-------- Supplied records

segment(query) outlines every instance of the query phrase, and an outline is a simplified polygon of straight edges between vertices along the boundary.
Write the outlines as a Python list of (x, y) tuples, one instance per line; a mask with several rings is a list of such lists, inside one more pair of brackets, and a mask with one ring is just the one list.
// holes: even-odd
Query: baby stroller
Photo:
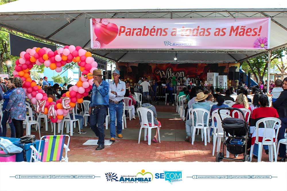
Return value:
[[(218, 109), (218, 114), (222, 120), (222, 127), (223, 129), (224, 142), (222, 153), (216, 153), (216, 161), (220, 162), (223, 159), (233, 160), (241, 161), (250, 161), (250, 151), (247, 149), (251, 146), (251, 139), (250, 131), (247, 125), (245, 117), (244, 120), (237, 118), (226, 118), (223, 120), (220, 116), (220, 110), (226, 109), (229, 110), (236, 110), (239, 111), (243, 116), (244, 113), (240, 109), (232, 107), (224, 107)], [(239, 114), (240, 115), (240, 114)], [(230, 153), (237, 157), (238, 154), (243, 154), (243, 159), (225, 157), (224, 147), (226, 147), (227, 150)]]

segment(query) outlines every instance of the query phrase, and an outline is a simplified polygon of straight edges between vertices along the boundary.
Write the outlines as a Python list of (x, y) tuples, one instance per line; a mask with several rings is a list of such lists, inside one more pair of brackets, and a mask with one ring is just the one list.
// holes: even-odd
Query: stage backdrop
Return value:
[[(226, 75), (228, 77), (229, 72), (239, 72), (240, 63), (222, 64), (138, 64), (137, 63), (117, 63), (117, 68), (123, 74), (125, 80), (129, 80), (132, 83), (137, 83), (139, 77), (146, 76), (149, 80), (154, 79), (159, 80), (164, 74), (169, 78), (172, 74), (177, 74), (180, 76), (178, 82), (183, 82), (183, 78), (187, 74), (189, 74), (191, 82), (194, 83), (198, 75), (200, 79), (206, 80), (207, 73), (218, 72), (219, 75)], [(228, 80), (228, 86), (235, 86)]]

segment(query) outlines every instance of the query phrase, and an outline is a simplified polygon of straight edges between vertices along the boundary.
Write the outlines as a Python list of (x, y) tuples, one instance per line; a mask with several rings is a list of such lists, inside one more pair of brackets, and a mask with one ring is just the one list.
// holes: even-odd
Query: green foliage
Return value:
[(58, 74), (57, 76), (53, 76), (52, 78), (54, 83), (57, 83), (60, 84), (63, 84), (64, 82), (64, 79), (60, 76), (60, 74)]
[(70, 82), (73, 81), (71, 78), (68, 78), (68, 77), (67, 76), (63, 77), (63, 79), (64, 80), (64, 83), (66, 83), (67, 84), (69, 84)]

----------------
-------- Supplied records

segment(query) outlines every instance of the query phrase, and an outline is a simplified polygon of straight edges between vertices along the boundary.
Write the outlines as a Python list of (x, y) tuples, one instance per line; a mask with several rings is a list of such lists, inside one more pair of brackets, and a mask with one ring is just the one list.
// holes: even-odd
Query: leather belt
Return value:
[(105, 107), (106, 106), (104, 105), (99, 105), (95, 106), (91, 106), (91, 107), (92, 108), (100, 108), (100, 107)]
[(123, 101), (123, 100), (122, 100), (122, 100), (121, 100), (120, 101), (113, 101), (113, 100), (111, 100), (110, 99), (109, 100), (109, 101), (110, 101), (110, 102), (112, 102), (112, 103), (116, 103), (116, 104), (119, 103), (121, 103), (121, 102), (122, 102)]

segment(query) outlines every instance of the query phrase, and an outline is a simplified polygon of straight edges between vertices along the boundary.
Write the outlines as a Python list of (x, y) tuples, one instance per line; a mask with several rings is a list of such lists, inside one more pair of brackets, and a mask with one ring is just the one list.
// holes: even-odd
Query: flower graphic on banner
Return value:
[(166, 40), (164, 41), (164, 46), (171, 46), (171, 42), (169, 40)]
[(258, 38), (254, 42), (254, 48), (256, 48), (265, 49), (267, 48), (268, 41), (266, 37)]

----------------
-------- Supplied records

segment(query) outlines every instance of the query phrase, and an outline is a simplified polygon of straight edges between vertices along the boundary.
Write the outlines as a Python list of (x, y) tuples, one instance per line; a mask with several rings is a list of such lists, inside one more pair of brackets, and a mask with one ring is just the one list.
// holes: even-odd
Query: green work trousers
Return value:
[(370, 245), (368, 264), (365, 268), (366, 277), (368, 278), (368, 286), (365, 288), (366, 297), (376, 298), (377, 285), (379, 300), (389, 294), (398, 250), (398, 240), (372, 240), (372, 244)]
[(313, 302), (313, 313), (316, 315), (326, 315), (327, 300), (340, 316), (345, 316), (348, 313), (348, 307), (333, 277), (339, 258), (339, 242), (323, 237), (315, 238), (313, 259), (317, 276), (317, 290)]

----------------

* Exercise *
Pull out each line of the listing that contains the word "green", matching its case exactly.

* Final result *
Query: green foliage
Query: green work trousers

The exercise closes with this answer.